Page excerpt
------------
Warren Wilde at 86 years-old is still preparing for county disasters

Warren Wild, 86, sits in his personal emergency operation center at his Mink Creek home on Monday March 27, 2023.

MINK CREEK – Warren Wilde is the emergency services director for Franklin County and he is preparing for flooding this year. He ordered 15,000 sandbags ready for residents to fill and take to protect their homes.

Warren Wilde, 86, at his Mink Creek home on Monday March 27, 2023.

Residents have filled and taken 10,000 sandbags already, so Wilde ordered 10,000 more from his Kellogg, ID source.

“It’s a work in progress,” he said. “We are getting the bags so individuals can take care of themselves; Franklin City and Clifton are doing the same.”

The 86-year-old has been the emergency director since 1979, while he was still teaching at Preston High School. This year they are mostly worried about some of the houses along the golf course where flooding has been a problem in the past.

“I have four feet of snow in my front yard. All this snow reminds me of the blizzard we had in the ‘80’s; it shut the entire county down for a couple of days,” he said. “The dairy farms needed snowplows and road graders to clear the roads so their milk could be picked up and delivered. We picked up people’s prescriptions from the pharmacy and delivered them on snowmobiles. We got through it.”

Warren Wilde does 98 percent of his work at the computer. His handgun marksmanship trophy’s line the walls and shelves of his Mink Creek home on Monday March 27, 2023.

He and his wife Colleen live in Mink Creek, approximately 15 miles northeast of Preston. Wilde has an emergency operations center at his house behind his garage where he can direct the work during emergencies. They moved into their home in 1968, the year they got married, raised two children, and never left.

I can talk to people all over the world with my HAM radio and I can also use local and state radios,” Wilde said. “We also have and Emergency Operation Center in the county building where the deputy emergency coordinator La Mont Doney can jump in and direct the work.”
------------
The data
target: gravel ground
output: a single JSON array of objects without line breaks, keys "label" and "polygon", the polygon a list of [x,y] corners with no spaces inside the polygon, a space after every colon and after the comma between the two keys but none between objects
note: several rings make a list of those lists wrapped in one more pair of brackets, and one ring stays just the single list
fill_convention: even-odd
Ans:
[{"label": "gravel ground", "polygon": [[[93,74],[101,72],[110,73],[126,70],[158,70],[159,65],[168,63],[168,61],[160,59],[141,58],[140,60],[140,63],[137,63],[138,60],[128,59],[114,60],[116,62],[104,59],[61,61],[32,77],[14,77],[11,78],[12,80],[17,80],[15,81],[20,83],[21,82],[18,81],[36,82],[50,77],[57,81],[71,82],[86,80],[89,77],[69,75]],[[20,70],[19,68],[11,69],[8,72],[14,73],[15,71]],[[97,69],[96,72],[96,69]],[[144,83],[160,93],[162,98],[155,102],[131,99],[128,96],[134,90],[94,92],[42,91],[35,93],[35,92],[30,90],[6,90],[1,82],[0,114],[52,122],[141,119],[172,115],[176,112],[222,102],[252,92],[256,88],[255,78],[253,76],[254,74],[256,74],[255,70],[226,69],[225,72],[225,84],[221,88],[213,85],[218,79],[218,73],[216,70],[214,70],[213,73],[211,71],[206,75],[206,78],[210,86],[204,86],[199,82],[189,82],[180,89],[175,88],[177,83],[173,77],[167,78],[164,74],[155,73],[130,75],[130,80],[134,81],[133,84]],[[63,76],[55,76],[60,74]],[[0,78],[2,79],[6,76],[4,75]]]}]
------------
Explore the material
a - Copy out the passage of the Warren Wilde article from "Warren Wild, 86, sits" up to and including "protect their homes.".
b - Continue the Warren Wilde article with the next part, starting after its final sentence.

Answers for this exercise
a -
Warren Wild, 86, sits in his personal emergency operation center at his Mink Creek home on Monday March 27, 2023.

MINK CREEK – Warren Wilde is the emergency services director for Franklin County and he is preparing for flooding this year. He ordered 15,000 sandbags ready for residents to fill and take to protect their homes.

b -
Wilde has both amateur and commercial licenses and radios he still operates. He and the 22 other active HAM radio operators in Franklin County all check in once a week on Sundays. They can all run on battery powered, handheld portables on a snowmobile if all other communication goes down.

“I don’t have cell phone coverage at my home phone,” the retired schoolteacher said. “I taught at Preston High School for 37 years and retired in 1998.“

Besides his work with the county’s emergency services, he also was a part of a tri-county snowmobile grooming association. He and members from Caribou and Bear Lake County would coordinate grooming snowmobile trails in the respective counties.

Warren Wild, shows a copy of the Idaho Snowmobile Association Magazine he has been apart of for since 2002 at his Mink Creek home on Monday March 27, 2023.

Wilde was also part of the Idaho Snowmobile Association and has served as president, historian and was their magazine editor for over 25 years.

He is also part of a three man panel that scrutinizes people who want to join Search and Rescue as a snowmobile team member in Idaho.

Wilde is no slouch when it comes to handguns either. He has 226 trophies and plaques awarded for his marksmanship with a handgun hanging on his walls. He also has 13 national championship awards.

“I’m the old fart on the block,” he said. “But I’ve been around and seen a lot of things happen over the years but nothing we can’t handle.”